— start —
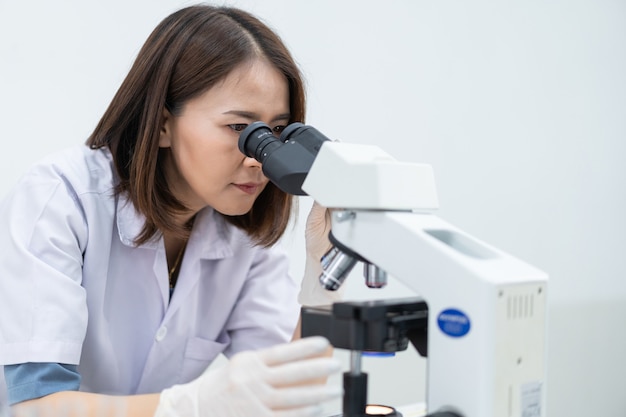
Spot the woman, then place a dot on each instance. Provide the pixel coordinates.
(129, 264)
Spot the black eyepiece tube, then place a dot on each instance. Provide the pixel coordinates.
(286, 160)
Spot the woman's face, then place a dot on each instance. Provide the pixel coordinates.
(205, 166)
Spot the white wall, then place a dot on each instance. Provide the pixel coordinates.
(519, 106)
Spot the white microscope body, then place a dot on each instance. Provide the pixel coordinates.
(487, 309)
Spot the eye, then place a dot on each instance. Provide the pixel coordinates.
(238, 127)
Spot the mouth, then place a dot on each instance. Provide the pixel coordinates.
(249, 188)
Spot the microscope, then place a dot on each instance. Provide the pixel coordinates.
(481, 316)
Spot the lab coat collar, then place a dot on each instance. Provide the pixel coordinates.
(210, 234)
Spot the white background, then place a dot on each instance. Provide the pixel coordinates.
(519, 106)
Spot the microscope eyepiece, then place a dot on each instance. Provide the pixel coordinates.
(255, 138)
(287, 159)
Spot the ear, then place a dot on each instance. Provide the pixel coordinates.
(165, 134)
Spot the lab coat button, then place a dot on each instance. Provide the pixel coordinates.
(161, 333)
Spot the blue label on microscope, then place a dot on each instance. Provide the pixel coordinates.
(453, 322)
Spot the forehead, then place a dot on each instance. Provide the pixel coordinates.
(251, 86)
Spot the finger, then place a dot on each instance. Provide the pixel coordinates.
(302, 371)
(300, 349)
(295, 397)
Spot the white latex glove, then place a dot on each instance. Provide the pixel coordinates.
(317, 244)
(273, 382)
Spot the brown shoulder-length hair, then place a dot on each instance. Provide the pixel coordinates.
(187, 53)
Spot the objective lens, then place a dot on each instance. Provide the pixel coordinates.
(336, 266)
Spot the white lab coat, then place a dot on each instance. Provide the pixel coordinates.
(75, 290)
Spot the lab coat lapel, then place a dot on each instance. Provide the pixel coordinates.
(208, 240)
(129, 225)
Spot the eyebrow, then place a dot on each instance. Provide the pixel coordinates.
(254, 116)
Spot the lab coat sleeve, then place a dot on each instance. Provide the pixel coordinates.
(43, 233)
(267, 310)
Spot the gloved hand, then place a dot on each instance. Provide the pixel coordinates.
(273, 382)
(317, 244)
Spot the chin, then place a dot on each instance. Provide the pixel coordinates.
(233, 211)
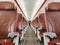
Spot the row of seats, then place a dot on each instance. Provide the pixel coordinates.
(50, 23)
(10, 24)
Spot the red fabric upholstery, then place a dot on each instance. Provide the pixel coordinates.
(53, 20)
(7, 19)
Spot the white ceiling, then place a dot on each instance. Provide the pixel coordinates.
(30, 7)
— end —
THE REQUEST: Copy out all of the data above, changing each "lab coat" to "smock" and keeping everything else the same. Leave out the pictures.

SOLUTION TO THIS PROBLEM:
Spot the woman, then place a dot on each instance. Provide the pixel coordinates.
(129, 264)
Spot the black eyepiece tube, then place a dot on each instance. Provide the pixel coordinates.
(286, 160)
Spot the woman's face, then place a dot on each instance. Provide the pixel coordinates.
(205, 166)
Spot the white wall, then place a dot on each instance. Provide the pixel coordinates.
(519, 106)
Spot the white microscope body, then place a dot on each instance. Provide the pixel coordinates.
(487, 309)
Spot the eye, then place a dot on each instance. Provide the pixel coordinates.
(238, 127)
Spot the mouth, then place a dot on each instance. Provide the pixel coordinates.
(249, 188)
Spot the microscope, then place a dot on each instance. Provide the pixel coordinates.
(481, 316)
Spot the smock collar, then place a dot on each instance. Provide the pixel coordinates.
(210, 234)
Spot the white background, then place a dot on each instance. Provide the pixel coordinates.
(519, 106)
Spot the microscope eyepiece, then place a dot on each instance. Provide the pixel coordinates.
(255, 138)
(287, 159)
Spot the ear, then place a dot on each instance. Provide the pixel coordinates.
(165, 134)
Spot the smock button, then place a dot on each instance. Provide the pixel coordinates.
(161, 333)
Spot the blue label on microscope, then place a dot on each instance. Provide the pixel coordinates.
(453, 322)
Spot the forehead, then place a dot on each instance. Provide the pixel coordinates.
(251, 86)
Spot the finger, then place a dot on each instance. Provide the pixel coordinates.
(302, 371)
(300, 349)
(295, 397)
Spot the white latex glove, then place a dot on each instance. Provide the pixel coordinates.
(317, 244)
(273, 382)
Spot the brown shoulder-length hair, then place a dot on each instance. Provide the pixel coordinates.
(187, 53)
Spot the objective lens, then place a dot on each instance. Provide the pixel coordinates.
(336, 266)
Spot the white smock, then place a dot on each instance. Provide the pixel coordinates.
(75, 290)
Spot the smock lapel, then place a dot on each instance. Provide the pixel coordinates.
(208, 240)
(129, 225)
Spot the eyebrow, then place a dot on each instance. Provide the pixel coordinates.
(254, 116)
Spot the smock sleeve, then place a dot on each instance. Provide the pixel coordinates.
(43, 233)
(267, 310)
Spot the gloved hand, then place a dot on each instance. Provide the pixel coordinates.
(273, 382)
(317, 244)
Spot the chin, then place a dot on each instance. Provide the pixel coordinates.
(233, 211)
Spot the row of seats, then place a dot on each instance. Provide the pixel coordinates.
(50, 23)
(10, 24)
Spot the red fabric upholstery, then place a dot on each instance. Provide the pixel coordinates.
(53, 20)
(7, 19)
Spot the white ceiling, then place a dot on each instance. Provide the pixel coordinates.
(30, 7)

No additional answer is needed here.